- _The task_
Locate each line in the records that contains the word "structure" and copy those lines out.

- _Task inputs_
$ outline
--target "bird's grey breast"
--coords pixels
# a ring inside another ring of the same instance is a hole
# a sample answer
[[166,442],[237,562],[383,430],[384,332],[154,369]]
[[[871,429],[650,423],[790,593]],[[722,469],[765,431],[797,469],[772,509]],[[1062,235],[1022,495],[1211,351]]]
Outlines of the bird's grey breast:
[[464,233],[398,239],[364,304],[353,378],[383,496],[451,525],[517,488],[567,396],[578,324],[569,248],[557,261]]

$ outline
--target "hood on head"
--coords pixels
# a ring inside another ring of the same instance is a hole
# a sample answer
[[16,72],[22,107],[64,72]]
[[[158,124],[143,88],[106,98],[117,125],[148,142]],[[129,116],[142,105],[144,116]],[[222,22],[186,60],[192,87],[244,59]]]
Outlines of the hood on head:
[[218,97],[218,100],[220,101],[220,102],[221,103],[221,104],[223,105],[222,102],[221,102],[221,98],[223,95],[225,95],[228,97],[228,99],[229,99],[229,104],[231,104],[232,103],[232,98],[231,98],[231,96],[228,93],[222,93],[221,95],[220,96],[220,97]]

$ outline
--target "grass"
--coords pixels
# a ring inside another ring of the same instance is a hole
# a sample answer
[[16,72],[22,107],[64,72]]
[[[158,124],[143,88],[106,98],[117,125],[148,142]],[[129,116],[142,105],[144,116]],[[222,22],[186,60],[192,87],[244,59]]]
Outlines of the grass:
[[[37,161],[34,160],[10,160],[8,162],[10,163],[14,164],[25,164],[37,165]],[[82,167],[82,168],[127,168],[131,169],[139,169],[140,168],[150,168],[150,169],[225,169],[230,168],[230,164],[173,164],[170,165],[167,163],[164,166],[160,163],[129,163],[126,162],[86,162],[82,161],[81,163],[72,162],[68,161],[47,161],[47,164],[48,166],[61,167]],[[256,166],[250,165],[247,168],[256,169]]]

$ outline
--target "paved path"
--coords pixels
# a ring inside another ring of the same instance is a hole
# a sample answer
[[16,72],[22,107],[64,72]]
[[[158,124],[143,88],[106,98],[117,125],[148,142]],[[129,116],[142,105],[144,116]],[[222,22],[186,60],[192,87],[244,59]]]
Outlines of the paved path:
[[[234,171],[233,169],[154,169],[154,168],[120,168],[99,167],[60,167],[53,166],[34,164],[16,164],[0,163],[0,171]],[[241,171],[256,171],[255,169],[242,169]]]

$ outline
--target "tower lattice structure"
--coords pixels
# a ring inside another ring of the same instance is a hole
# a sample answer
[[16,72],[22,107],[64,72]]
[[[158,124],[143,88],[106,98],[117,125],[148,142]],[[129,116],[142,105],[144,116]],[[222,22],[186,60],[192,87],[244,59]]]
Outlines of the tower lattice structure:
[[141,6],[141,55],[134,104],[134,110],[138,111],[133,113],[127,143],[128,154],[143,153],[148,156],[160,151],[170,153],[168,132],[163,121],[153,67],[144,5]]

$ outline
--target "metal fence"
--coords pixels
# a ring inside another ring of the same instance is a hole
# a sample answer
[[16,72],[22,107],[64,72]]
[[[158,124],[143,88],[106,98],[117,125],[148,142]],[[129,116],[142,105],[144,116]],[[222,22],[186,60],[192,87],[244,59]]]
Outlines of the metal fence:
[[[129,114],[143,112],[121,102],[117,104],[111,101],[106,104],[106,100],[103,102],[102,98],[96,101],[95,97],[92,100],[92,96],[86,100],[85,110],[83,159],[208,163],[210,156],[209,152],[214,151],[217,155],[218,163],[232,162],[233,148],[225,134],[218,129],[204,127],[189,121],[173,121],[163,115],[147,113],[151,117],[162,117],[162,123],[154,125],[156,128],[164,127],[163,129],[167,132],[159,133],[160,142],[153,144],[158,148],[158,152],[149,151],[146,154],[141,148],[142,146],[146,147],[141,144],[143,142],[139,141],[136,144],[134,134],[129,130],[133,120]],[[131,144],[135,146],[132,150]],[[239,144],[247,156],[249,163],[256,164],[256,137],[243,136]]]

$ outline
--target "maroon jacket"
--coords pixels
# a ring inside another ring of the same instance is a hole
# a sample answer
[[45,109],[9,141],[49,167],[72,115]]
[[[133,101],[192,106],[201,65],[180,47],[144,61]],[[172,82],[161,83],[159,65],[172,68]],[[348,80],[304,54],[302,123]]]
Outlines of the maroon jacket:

- _Expected output_
--target "tower lattice structure"
Outlines of the tower lattice structure:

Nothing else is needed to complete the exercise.